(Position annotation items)
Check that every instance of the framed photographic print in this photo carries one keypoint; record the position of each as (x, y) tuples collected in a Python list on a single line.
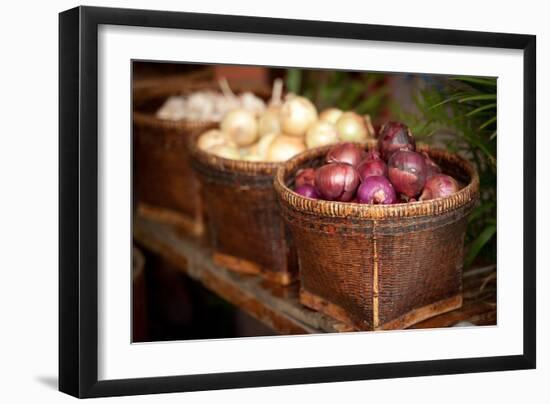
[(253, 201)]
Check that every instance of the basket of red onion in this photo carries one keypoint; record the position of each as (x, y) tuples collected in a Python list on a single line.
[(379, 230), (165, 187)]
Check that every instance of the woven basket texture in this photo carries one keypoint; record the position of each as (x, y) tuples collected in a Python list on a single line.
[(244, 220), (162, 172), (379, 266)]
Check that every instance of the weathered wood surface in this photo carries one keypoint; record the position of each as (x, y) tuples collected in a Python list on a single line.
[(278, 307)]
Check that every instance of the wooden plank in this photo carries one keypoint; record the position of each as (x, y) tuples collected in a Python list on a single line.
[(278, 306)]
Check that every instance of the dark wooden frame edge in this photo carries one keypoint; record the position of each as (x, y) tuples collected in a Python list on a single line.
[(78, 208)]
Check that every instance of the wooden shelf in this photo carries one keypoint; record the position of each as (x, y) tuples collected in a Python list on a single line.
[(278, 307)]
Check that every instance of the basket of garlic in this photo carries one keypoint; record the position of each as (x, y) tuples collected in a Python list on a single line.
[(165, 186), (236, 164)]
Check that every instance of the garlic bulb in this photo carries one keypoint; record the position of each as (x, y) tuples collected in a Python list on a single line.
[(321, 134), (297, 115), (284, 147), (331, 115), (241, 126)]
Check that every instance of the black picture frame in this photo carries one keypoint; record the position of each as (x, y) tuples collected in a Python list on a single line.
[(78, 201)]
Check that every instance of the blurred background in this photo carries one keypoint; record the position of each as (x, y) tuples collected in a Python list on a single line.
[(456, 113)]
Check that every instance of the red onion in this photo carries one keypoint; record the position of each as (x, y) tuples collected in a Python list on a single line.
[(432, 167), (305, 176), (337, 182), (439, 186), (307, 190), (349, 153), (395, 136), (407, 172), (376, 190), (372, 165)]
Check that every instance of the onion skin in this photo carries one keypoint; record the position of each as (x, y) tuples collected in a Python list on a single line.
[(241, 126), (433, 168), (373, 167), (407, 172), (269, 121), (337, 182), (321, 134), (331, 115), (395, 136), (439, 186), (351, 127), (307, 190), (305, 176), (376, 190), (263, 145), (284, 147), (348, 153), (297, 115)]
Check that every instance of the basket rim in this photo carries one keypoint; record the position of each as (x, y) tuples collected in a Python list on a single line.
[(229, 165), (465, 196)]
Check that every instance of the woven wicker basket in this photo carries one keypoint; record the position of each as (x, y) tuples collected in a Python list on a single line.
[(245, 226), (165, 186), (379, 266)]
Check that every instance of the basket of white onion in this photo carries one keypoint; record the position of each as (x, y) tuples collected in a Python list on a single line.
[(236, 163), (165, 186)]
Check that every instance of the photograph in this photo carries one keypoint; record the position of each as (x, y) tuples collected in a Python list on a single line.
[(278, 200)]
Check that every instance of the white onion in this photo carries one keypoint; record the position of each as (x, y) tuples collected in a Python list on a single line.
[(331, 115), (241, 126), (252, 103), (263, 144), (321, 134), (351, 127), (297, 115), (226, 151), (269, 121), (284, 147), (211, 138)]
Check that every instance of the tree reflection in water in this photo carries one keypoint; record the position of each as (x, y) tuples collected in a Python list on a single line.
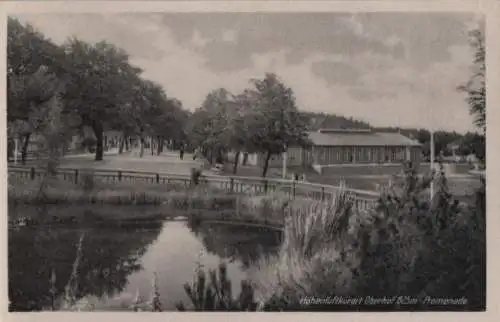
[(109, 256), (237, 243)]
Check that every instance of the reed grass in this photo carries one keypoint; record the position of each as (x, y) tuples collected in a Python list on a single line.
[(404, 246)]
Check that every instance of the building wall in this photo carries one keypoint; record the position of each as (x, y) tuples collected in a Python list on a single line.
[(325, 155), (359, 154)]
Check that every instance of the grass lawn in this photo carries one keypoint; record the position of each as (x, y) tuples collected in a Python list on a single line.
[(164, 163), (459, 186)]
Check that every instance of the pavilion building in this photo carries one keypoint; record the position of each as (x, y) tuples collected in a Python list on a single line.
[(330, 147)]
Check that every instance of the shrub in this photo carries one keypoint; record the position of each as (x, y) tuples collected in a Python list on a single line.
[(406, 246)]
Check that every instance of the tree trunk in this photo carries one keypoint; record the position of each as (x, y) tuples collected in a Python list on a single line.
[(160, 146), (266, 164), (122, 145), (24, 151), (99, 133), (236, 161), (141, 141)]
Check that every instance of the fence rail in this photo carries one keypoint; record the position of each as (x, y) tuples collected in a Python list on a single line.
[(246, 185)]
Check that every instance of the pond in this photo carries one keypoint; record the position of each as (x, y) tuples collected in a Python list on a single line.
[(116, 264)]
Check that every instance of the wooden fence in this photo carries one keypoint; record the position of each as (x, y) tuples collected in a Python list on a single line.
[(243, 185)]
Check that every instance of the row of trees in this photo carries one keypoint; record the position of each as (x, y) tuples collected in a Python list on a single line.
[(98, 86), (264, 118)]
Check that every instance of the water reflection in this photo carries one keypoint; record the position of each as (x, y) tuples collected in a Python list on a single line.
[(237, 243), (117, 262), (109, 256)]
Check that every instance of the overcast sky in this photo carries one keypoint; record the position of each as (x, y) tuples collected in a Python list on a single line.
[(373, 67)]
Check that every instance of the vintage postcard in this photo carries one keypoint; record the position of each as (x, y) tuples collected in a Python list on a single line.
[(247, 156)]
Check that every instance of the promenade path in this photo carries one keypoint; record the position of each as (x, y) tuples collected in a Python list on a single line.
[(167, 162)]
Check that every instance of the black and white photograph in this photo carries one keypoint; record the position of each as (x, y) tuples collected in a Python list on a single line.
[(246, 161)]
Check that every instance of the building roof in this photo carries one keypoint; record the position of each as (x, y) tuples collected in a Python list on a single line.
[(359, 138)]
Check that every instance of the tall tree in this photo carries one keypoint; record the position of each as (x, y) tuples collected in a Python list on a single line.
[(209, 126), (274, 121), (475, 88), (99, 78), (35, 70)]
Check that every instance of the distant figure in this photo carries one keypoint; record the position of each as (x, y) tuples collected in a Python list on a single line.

• **Task to complete**:
Print every item above word for word, with the pictures left out.

• **Worked solution**:
Check that every instance of the framed photographic print in this photo carries one keypoint; record the position of each as (x, y) tuples collected in a Python list on a single line.
[(253, 201)]
Check that every instance of the basket of red onion in this photo carries one keypoint; record the position of each as (x, y) tuples collected in a Python list on a single line.
[(379, 230), (165, 187)]
Check that every instance of the woven basket texture in this photo carries one keypoint; record the position of each as (x, y) tuples collected in a Python list on a single line.
[(244, 220), (162, 172), (379, 266)]
Check that every instance of the weathered wood surface in this photo carries one keypoint; record the position of each as (x, y) tuples collected in a Python list on a single line.
[(278, 307)]
Check that every instance of the wooden plank in this photo carries one keypoint; record the position of each as (x, y) tuples collected in a Python list on a single line.
[(278, 306)]
Check that every instance of the dark wooden frame edge in this photo carries one keypoint; record the position of each as (x, y) tuples collected in a Python list on a single line.
[(78, 208)]
Check that every instance of the wooden shelf in this photo carries one keypoint; record the position of each as (x, y) tuples collected in a Python list on a single line.
[(278, 307)]
Check that every instance of the basket of garlic in this photo carries one keypoint; record the position of each as (x, y) tuples collected in a Python list on a single line.
[(165, 186), (236, 164)]
Check that every instance of the garlic bulb in this photo carries one keypoint; record the position of each as (x, y) tuples collected in a Python list on a single line.
[(321, 134), (297, 115), (284, 147), (331, 115), (241, 126)]
Check that every instance of the black picture frame in this photo carries one keypoint; record the position of each as (x, y) tuples collected in a Python list on a single line.
[(78, 201)]
Check that every instance of the blurred background in this photo carries one keypoint; record the position of each as (x, y) tuples collected in a Python list on a single line.
[(456, 113)]
Check that every instance of the red onion in this photo carries one keypoint; record the position of each as (x, y) tuples collected in a Python list on a single line.
[(432, 167), (305, 176), (337, 182), (439, 186), (307, 190), (349, 153), (395, 136), (407, 172), (376, 190), (372, 165)]
Check that every instance of the onion skin in this photo carries one keypoint; record the position of each as (x, y) tuples collected in a Python list on a single line.
[(241, 126), (433, 168), (373, 167), (407, 172), (269, 121), (337, 182), (321, 134), (331, 115), (395, 136), (439, 186), (351, 127), (307, 190), (305, 176), (376, 190), (263, 145), (284, 147), (348, 153), (297, 115)]
Check that every instance of the basket rim in this photo carries one keypoint; record the position of each as (x, y) tuples collected in a Python list on a single line.
[(229, 165), (465, 196)]
Check that every instance of the woven wicker basket in this photo carries one keypoint; record the position of each as (x, y) tuples collected in a Python list on a single line.
[(245, 226), (165, 186), (379, 266)]
Check that every instance of the basket of white onion in this photo carries one keypoint; record the position of each as (x, y) tuples collected in a Python list on a single line.
[(236, 163), (165, 186)]
Check that every instance of the photograph in this photo carries one keypoint; record the position of each as (x, y) tuples collected in a Python list on a single line.
[(278, 200)]
Check that every instance of the white onion in this photo carries one keypoint; record the position of each as (x, y) tuples collected in a Python list on a single line.
[(331, 115), (241, 126), (252, 103), (263, 144), (321, 134), (351, 127), (297, 115), (226, 151), (269, 121), (284, 147), (211, 138)]
Check that every instance of the tree reflection in water in this photo carries one keypoint; record the position of each as (x, y) tuples collected in a Python list on a single line.
[(109, 256), (237, 243)]
Check that every instance of the reed grass in this photo carries one keypoint; record the position of each as (x, y) tuples collected in a Python list on a single line.
[(404, 246)]
Check that every instance of the building wall in this photo carries one keypoint; record the position of each as (x, y) tuples collected in a Python list on a single line.
[(325, 155), (359, 154)]
Check that every instance of the grass lawn in this photo carries one keypoint; record the position of each as (x, y) tuples collected in a Python list on a single line.
[(164, 163), (459, 186)]
Check that every instance of the pavilion building in this photo carries one keypoint; record the position of each as (x, y) tuples collected in a Python list on a single line.
[(330, 147)]
Check that every instance of the shrub in this photo carries one keypoint; record the position of each as (x, y) tuples collected in a Python list on a single line.
[(406, 246)]
Check that every instance of the tree trunk in this photo carries one keypoint; record the position of each as (x, y) tuples collected in a Python list on a single line.
[(160, 146), (266, 164), (122, 145), (24, 151), (99, 133), (236, 161), (141, 141)]
Check that every instance of the fence rail in this photo carries one keypoint; record the position of each as (x, y) tuples collected in a Python list on a single line.
[(246, 185)]
Check that every instance of the pond in this photo carries one keypoint; record the position of each as (x, y) tuples collected in a Python list on a single line.
[(116, 264)]
Check that every instance of the wooden fence in this photo carries one keypoint; record the position of each as (x, y) tuples collected in a Python list on a single line.
[(243, 185)]
Check that every instance of the row of trees in this photo carries one keypoint; record the position of each as (x, y) tuples collected in a Python list on a single line.
[(98, 86), (264, 118)]
Check that every instance of the water reflection in this photo carries one keypoint; record the position of each as (x, y) tuples collected in a Python list on a single line.
[(237, 243), (117, 262), (109, 256)]
Check that every instance of the overcast sky in this photo carries one keypoint; record the position of each as (x, y) tuples collected in a Python list on a single line.
[(373, 67)]
Check that every instance of the vintage postcard in this photo carries one keypoint; record the position of each as (x, y) tuples collected in a Python list on a single line.
[(247, 156)]
Check that every instance of the promenade path in this photo carries one keypoint; record the position of each as (x, y) tuples collected in a Python list on a single line.
[(167, 162)]
Check that every instance of the black and white photograph in this photo carries one keypoint; record the position of each as (x, y) tuples collected in a Python list on a single line.
[(246, 161)]
Check that every instance of the building roof in this photo carries one keypoint; record the position of each as (x, y) tuples collected in a Python list on a single line.
[(359, 138)]
Check that every instance of the tall tree in this photo carries one keypoint; record the position of each as (x, y) tuples collected in a Python list on a single line.
[(209, 126), (274, 121), (475, 88), (99, 78), (35, 70)]
Check that every instance of the distant figure in this photo carries one keypoint; record the position of each as (x, y) tuples collected in a Python list on a single line.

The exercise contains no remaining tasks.